(Data listing)
* * * *

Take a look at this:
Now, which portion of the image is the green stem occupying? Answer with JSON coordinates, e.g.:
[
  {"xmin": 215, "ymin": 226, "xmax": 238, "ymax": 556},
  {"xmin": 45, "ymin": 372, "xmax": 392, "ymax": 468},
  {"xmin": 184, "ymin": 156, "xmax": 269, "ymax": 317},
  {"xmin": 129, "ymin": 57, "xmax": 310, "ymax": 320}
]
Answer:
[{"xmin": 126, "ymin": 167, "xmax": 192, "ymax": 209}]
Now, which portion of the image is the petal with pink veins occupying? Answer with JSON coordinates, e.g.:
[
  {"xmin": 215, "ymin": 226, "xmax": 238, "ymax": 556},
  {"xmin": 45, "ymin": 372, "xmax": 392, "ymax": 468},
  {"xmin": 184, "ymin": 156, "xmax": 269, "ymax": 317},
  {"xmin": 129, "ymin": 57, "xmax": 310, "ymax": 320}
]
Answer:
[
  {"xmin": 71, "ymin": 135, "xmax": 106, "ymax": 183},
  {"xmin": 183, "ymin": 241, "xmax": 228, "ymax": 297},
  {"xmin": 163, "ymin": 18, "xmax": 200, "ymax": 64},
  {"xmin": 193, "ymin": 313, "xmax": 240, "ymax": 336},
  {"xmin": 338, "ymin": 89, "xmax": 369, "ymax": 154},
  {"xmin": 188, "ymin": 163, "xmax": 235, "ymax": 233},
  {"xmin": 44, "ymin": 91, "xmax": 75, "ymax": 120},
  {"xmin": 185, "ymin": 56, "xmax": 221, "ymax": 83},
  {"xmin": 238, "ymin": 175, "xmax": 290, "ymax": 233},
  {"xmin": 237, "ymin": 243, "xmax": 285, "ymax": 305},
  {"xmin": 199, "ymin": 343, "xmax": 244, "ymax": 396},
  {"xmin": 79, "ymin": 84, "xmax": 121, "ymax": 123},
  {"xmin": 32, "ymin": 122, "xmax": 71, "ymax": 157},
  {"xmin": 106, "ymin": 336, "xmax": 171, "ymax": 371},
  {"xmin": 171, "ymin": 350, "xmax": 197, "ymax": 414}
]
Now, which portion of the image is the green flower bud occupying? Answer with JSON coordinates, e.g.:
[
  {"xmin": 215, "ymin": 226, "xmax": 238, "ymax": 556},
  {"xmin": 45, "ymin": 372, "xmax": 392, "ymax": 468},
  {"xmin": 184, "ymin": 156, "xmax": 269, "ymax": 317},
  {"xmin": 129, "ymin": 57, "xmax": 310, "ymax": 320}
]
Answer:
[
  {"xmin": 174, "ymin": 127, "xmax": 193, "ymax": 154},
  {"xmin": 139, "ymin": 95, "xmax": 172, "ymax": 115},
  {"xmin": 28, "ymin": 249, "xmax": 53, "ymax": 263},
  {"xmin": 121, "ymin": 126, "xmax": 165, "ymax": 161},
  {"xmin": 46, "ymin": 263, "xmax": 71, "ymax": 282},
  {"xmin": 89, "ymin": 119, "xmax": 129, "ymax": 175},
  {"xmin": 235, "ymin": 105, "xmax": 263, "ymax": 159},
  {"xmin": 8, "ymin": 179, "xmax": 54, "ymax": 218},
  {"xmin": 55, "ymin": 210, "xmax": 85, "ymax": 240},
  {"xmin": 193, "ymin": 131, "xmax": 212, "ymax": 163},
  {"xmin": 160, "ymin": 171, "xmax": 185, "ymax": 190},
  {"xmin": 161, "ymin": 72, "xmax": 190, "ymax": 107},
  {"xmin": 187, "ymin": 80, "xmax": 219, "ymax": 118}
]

* * * *

▸ Problem to solve:
Select each line in the data listing above that contains the word "which". Case counts.

▸ Written response:
Now, which portion of the image is the green stem occupying? Answer with JSON coordinates, e.g.:
Now, which portion of the image is the petal with pink veins occupying? Answer with JSON coordinates, e.g.:
Now, which portion of the image is the green flower bud occupying? Answer with JSON coordinates, e.g.:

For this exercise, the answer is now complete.